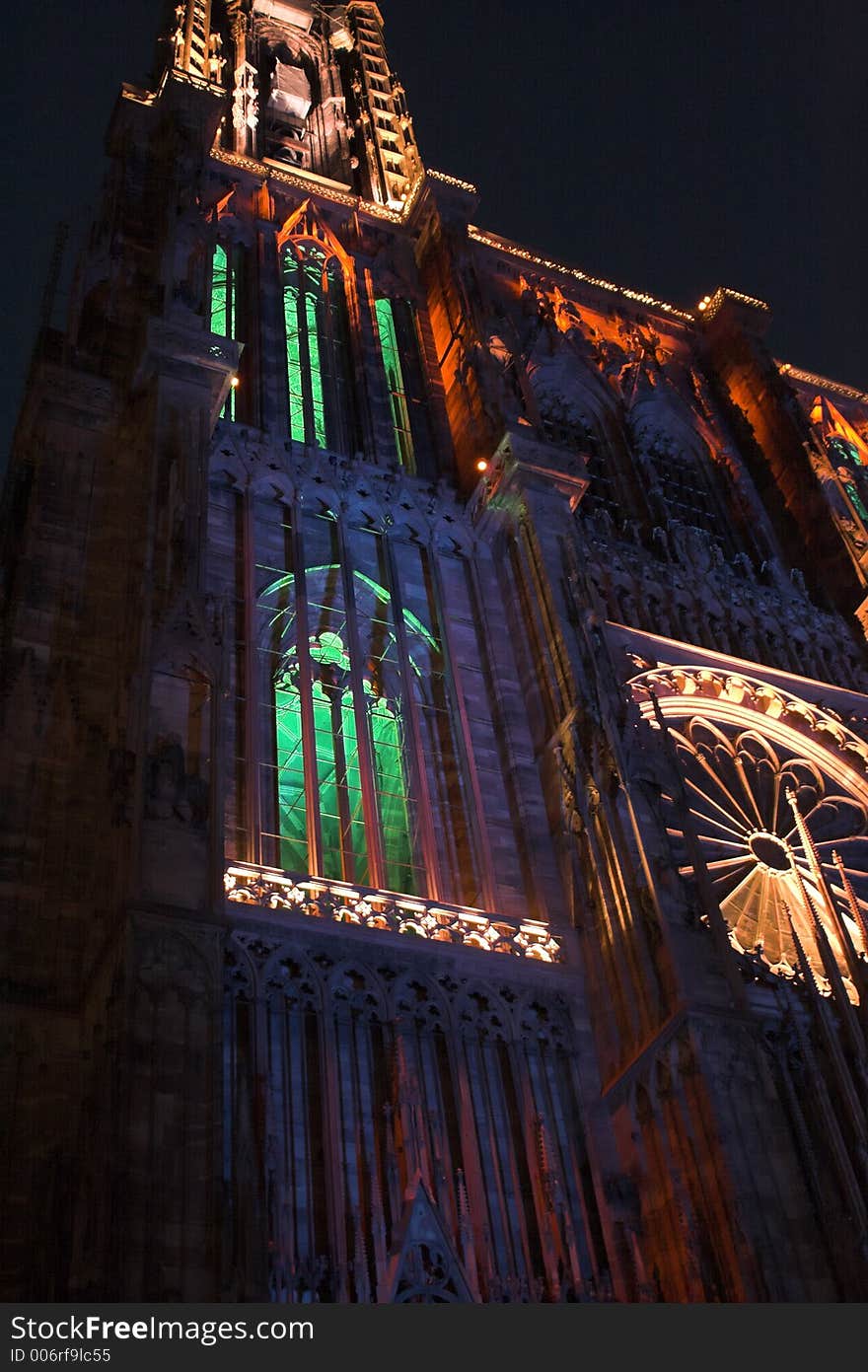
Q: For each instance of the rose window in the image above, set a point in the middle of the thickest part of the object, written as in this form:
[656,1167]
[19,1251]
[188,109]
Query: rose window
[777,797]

__________________________________________________

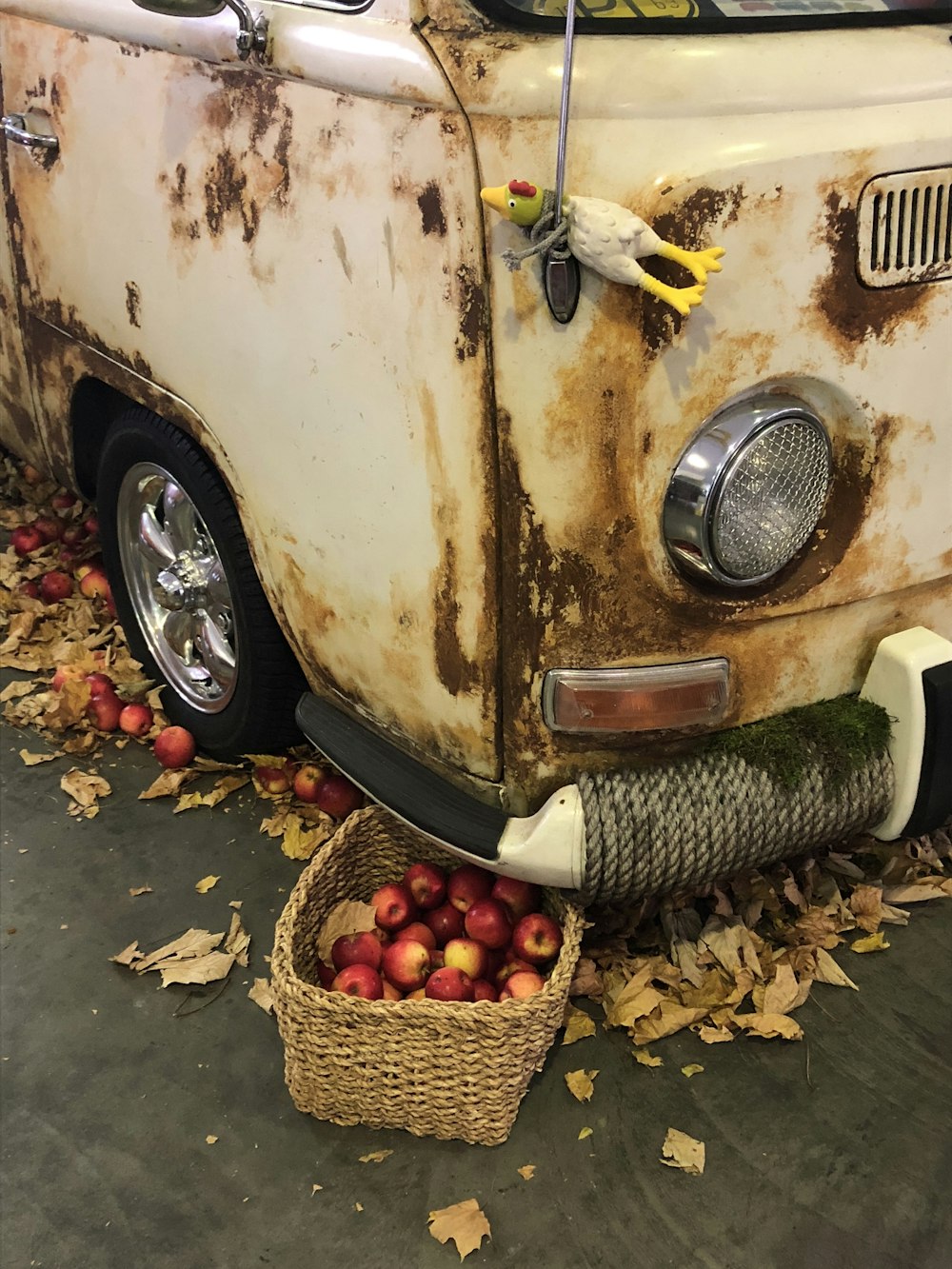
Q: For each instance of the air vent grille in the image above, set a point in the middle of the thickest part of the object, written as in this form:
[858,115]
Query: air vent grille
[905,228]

__________________________________________________

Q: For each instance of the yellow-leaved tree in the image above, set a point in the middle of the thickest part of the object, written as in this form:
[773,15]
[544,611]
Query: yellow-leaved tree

__________________________________________________

▶ The task
Copy the listing word for word, from the line with "Q: For each instance of the yellow-leaved" to the line with "Query: yellow-leaved tree", both included.

▶ Task answer
Q: For each instance of the yellow-leaved tree in the image above, set a point in the middle of the thickest part of the object, written as in this form:
[773,15]
[544,611]
Query: yellow-leaved tree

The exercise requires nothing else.